§ **原文**
----------

PAT个人代码的抓取 | WAmaker

敬而远 2013-03-20

展开全文

PAT个人代码的抓取

August 5,2012

PAT是浙大的程序设计测试平台，上面有浙大研究生机试和实验室面试所用题目。在参加复试之前曾在PAT上做过一段时间的题目，最近有同学索要代码，不幸的我本科四年所敲大部分代码在一次重装系统过程中不慎遗失，而且特别令人费解的是，虽然PAT保留的用户所有提交代码，但是我却没有找见提交的搜索页面，只得一页一页地在提交记录里面翻看。最近正在学Python，就拿Python抓一抓。

需要解决的问题有：

登录平台
个人提交编号的抓取
根据编号抓取代码
HTML字符转换
校园网VPN代理

PAT 的代码提交历史列表只有已登录用户才可查看，而且只能查看自己提交的代码。所以要实现代码的抓取，首先要过了登录一关，目测PAT采用的是cookie方式进行验证，所以需要用到cookielib。实验室上外网要用VPN，需用到urllib2的ProxyHandler。初始化代码如下：

def __init__(self,userName,password):
    self.userName=userName
    self.password=password
    #需要代理的将下面语句的注释去掉，提供代理服务器地址、端口、账号、密码。
    #proxy=urllib2.ProxyHandler({"http":"http://username:password@ address:port"})
    self.cookie=cookielib.LWPCookieJar()
    opener=urllib2.build_opener(proxy,urllib2.HTTPCookieProcessor(self.cookie))
    urllib2.install_opener(opener)

登录采用POST方式，向http://pat./users/sign_in提交用户名和密码，同时保存生成的cookie。

def login(self):
    postdata={
    'user[handle]':self.userName,
    'user[password]':self.password
    }
    postdata=urllib.urlencode(postdata)
    req=urllib2.Request(
            url='http://pat./users/sign_in',
            data=postdata,
            headers=self.header
            )
    result=urllib2.urlopen(req).read()
    self.cookie.save(self.cookiefile)

获得某分页所有用户的提交列表：

def getList(self,page=1):
    req=urllib2.Request(
            url='http://pat./contests/pat-practise/submissions?page='+repr(page),
            headers=self.header
            )

----------

依据原文，实验室上外网使用VPN时需要用到urllib2中的哪个组件？ 请仅依据原文作答。

§ **存储数据**
----------

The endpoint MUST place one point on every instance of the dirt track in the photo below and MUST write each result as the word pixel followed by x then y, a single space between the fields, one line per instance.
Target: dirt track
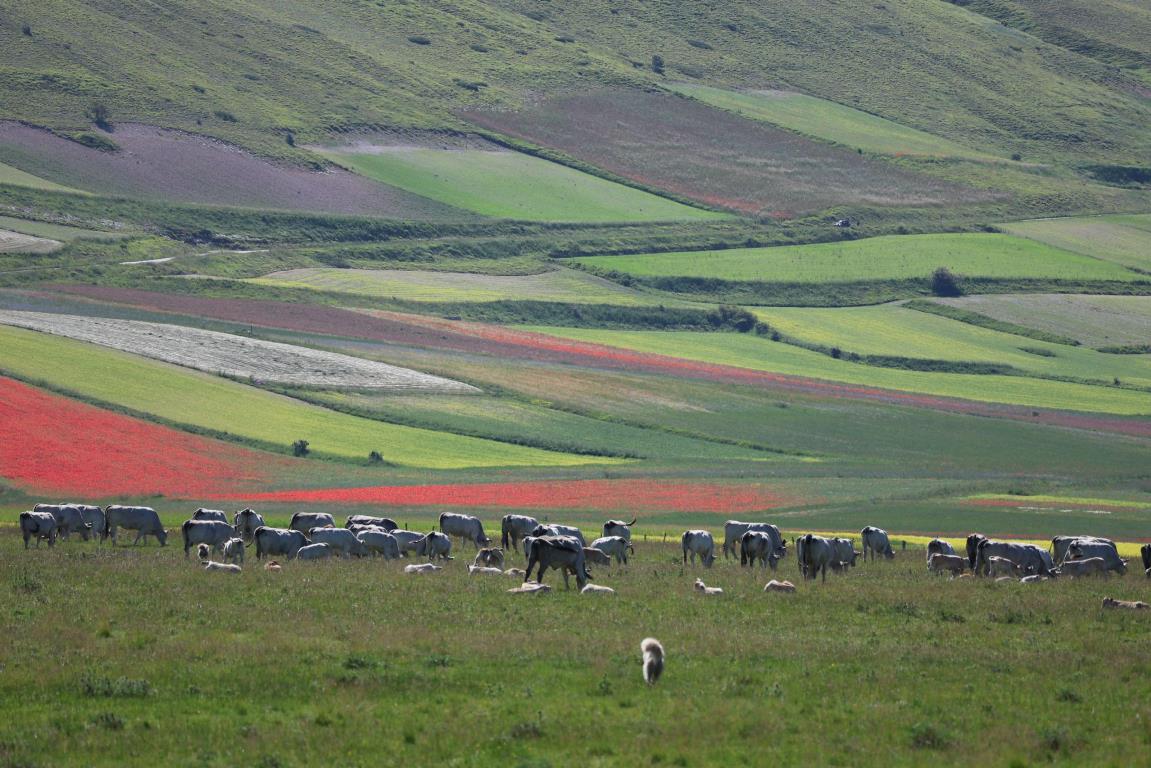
pixel 236 356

----------

§ **输出结果**
ProxyHandler。